OBJECTIVE | Copy out the lines of material beginning with the line containing "microwave door handle" and ending after the line containing "[[[392,154],[396,155],[396,129],[392,129]]]", reproducing them character for character.

MATERIAL SUPPLIED |
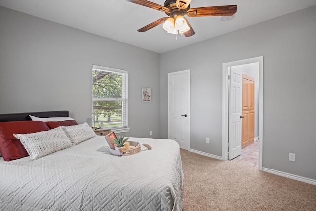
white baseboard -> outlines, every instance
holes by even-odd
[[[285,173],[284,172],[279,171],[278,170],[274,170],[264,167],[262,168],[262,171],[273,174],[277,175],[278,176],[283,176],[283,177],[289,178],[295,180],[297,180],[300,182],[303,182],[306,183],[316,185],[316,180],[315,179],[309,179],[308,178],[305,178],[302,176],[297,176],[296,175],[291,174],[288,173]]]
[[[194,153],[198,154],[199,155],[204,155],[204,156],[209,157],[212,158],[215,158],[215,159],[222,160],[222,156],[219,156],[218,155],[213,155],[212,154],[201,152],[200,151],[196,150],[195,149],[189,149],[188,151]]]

...

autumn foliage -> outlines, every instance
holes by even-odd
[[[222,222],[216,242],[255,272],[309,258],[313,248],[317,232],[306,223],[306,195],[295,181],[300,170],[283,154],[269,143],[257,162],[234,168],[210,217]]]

---

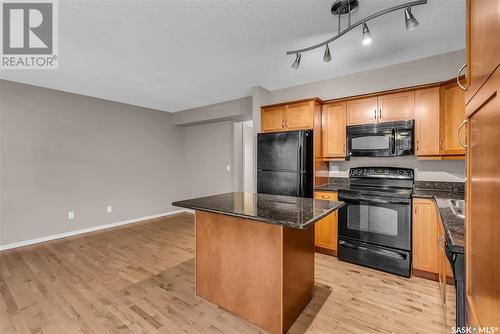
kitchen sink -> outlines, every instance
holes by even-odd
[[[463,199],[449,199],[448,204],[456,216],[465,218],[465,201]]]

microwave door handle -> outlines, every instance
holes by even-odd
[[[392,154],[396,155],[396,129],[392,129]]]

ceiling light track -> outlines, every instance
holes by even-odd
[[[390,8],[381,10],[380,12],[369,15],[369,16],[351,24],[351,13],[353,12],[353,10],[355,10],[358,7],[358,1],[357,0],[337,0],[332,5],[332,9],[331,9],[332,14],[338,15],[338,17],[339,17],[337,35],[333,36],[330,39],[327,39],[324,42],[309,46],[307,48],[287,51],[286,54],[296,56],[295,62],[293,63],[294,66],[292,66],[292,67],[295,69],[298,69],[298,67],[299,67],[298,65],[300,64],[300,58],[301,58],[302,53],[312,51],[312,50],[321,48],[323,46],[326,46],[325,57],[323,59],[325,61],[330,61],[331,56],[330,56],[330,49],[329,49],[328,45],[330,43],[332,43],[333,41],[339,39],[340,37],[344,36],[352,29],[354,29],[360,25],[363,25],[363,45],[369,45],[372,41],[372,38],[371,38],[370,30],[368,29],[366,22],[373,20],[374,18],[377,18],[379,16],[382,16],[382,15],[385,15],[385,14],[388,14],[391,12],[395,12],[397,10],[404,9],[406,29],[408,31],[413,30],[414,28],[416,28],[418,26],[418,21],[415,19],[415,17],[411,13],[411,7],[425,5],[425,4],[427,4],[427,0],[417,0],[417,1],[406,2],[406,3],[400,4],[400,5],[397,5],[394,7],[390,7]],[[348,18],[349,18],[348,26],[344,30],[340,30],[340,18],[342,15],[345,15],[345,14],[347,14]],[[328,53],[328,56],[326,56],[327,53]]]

SOLVED EXERCISE |
microwave door handle -> outlines, every instance
holes by even-odd
[[[392,154],[396,155],[396,129],[392,129]]]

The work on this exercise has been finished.